Start of Excerpted records
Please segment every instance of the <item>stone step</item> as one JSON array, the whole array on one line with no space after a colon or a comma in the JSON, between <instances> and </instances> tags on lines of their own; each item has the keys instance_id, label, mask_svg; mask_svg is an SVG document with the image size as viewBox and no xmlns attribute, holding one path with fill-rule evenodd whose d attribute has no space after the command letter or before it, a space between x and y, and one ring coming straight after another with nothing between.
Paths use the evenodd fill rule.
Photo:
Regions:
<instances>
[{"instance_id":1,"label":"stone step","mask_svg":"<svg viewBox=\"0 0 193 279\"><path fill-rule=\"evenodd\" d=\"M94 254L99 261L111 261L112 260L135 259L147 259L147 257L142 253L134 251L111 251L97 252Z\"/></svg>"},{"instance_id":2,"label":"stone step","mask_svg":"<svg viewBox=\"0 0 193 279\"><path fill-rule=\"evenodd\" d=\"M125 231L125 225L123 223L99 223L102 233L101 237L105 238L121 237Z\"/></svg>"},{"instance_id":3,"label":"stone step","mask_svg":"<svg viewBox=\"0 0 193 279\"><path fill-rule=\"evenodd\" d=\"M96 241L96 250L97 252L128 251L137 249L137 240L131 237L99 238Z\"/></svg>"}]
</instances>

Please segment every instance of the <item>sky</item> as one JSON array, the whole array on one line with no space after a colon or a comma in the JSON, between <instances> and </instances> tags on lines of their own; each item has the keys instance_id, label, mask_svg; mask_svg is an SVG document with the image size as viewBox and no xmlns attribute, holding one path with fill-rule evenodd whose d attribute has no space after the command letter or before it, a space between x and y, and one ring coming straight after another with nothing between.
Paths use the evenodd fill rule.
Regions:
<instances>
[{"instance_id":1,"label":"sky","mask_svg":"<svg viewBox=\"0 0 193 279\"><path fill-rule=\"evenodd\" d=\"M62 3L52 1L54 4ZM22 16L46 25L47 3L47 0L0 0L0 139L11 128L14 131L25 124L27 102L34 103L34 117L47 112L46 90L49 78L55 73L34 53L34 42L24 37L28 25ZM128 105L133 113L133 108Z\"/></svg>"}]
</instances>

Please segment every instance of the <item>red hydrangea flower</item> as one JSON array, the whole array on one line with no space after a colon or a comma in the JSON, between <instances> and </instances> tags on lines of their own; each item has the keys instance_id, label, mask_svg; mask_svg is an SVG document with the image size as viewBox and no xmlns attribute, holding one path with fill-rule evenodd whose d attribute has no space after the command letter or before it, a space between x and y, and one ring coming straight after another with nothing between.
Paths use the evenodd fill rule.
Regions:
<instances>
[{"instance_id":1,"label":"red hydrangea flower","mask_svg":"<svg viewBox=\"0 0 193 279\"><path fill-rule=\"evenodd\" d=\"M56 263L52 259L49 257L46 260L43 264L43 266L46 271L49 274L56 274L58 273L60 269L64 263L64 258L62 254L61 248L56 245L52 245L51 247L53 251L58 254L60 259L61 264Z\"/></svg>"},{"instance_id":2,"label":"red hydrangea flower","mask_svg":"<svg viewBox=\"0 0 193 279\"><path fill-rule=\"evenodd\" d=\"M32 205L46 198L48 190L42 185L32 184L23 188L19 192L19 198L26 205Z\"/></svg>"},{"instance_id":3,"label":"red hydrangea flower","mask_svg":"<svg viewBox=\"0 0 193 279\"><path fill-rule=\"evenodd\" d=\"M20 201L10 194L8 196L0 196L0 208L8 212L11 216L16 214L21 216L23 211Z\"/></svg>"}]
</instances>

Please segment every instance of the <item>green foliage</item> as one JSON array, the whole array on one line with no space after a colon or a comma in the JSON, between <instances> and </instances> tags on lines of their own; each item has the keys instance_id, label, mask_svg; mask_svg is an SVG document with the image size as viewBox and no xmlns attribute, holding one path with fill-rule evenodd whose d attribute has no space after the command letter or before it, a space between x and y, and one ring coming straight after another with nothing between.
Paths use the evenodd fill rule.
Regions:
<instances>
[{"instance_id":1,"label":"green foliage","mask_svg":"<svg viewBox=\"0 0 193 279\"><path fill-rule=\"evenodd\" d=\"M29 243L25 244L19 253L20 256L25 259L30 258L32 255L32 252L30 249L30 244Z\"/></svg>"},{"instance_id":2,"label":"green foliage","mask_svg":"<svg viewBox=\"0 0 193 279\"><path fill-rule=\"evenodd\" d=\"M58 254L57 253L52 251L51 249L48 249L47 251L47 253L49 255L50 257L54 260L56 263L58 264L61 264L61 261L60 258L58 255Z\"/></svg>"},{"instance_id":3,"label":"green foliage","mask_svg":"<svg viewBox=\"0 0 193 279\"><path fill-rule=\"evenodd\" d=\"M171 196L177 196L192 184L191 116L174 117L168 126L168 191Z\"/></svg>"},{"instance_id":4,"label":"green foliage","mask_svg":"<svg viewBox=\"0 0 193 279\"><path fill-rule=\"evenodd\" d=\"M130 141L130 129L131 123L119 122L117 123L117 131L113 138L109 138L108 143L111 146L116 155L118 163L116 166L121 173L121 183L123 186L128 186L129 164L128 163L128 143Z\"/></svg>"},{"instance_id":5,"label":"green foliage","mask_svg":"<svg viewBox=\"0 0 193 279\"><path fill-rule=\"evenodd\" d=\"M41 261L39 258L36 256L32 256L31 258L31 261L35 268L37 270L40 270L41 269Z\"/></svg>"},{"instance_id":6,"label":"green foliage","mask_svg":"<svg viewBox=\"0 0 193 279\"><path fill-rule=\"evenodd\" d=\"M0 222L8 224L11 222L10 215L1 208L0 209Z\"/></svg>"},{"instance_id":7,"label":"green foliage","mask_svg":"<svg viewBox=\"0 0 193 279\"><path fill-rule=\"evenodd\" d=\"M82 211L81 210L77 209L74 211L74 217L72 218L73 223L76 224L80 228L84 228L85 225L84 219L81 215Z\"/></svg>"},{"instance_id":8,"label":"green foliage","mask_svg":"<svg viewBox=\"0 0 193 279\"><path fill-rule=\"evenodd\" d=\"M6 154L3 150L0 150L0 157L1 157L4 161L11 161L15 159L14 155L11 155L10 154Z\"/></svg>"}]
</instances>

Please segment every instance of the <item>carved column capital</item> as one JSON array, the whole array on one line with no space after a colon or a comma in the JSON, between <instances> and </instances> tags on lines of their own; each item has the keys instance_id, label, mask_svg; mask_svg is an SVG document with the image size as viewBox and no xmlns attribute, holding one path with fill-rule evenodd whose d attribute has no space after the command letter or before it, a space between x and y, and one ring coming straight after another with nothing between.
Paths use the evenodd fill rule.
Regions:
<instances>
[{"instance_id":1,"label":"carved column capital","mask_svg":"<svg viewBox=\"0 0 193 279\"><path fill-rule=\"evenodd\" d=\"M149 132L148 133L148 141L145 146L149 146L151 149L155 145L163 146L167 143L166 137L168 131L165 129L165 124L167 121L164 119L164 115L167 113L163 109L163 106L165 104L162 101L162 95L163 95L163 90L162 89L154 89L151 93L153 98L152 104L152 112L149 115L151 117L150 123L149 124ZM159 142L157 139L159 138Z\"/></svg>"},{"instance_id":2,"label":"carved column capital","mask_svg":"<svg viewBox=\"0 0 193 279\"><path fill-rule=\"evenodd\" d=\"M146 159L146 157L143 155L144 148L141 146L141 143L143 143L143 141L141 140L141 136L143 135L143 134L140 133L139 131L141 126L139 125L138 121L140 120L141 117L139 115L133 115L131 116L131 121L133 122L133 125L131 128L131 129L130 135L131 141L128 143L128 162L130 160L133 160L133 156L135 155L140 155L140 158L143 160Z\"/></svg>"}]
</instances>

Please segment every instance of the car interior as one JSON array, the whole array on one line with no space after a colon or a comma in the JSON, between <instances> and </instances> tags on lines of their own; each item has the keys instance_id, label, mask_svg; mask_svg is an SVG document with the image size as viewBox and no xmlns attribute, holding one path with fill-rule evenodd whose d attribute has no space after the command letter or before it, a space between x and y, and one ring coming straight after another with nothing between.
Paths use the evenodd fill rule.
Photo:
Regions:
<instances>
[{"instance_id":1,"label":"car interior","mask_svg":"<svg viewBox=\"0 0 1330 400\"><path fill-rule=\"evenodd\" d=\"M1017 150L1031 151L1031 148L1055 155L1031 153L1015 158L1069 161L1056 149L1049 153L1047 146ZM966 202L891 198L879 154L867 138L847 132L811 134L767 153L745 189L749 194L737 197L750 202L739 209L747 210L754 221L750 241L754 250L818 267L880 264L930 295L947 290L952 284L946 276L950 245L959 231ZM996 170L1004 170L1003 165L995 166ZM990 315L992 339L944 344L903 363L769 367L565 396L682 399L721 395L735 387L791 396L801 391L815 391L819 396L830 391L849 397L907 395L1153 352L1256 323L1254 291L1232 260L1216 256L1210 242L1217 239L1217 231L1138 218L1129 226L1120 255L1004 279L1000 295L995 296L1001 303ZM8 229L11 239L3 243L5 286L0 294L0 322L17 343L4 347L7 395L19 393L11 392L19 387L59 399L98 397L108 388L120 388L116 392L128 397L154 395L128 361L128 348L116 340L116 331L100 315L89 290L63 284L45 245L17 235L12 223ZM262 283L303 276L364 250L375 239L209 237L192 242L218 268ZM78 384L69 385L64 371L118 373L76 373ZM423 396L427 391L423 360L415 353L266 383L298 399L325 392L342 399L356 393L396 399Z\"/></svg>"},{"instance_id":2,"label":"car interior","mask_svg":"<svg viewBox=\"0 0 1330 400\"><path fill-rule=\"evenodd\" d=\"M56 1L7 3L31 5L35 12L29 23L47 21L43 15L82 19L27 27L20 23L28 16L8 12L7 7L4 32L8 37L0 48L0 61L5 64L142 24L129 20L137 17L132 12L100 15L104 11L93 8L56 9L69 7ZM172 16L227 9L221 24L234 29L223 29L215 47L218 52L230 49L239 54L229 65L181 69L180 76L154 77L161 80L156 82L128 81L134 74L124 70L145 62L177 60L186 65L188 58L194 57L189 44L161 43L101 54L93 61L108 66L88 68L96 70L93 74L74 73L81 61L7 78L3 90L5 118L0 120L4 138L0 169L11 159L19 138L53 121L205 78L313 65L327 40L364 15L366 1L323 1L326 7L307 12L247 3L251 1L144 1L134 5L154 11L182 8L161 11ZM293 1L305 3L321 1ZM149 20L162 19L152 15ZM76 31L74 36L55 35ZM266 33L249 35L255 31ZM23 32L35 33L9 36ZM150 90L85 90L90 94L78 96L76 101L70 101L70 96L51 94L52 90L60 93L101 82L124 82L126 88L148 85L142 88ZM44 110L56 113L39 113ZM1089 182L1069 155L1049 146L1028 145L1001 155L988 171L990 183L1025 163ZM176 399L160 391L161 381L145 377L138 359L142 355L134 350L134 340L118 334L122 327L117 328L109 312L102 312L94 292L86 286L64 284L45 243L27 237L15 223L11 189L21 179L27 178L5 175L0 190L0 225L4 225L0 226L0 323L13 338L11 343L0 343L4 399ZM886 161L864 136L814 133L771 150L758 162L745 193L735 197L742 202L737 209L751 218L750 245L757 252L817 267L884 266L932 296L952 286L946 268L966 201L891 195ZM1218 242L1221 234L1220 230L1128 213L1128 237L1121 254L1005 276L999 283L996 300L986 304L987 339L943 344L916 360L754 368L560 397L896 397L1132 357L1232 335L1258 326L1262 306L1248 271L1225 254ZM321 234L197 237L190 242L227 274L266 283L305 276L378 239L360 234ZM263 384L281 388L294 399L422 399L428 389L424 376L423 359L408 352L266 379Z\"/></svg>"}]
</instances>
End of Excerpted records
Goal:
From the entries above, copy out every line that contains the string "carved", leaving out all other lines.

Answer below:
Please segment every instance of the <item>carved column capital</item> as one JSON array, the whole array on one line with no space after a colon or a comma in the JSON, between <instances> and </instances> tags on lines of their own; each item has the keys instance_id, label, mask_svg; mask_svg is an SVG document with the image size as viewBox and no xmlns attribute, holding one path with fill-rule evenodd whose d attribute has no space after the command letter or before it, a space between x and y, and one ring coming straight after another with nothing between.
[{"instance_id":1,"label":"carved column capital","mask_svg":"<svg viewBox=\"0 0 193 279\"><path fill-rule=\"evenodd\" d=\"M149 132L148 133L148 141L145 146L149 146L151 149L155 145L163 146L167 143L166 137L168 131L165 129L165 124L167 121L164 119L164 115L167 113L163 109L163 106L165 104L162 101L162 95L163 95L163 90L162 89L154 89L151 93L153 98L152 104L152 112L149 115L151 117L150 123L149 124ZM159 142L157 139L159 138Z\"/></svg>"},{"instance_id":2,"label":"carved column capital","mask_svg":"<svg viewBox=\"0 0 193 279\"><path fill-rule=\"evenodd\" d=\"M146 159L146 157L143 155L144 148L141 146L141 143L143 143L143 141L141 140L141 136L143 135L143 134L140 133L139 131L141 126L139 125L138 121L140 120L141 117L139 115L133 115L131 116L131 121L133 122L133 125L131 128L131 129L130 135L131 141L128 143L128 162L130 160L133 160L133 156L135 155L140 155L140 158L143 160Z\"/></svg>"}]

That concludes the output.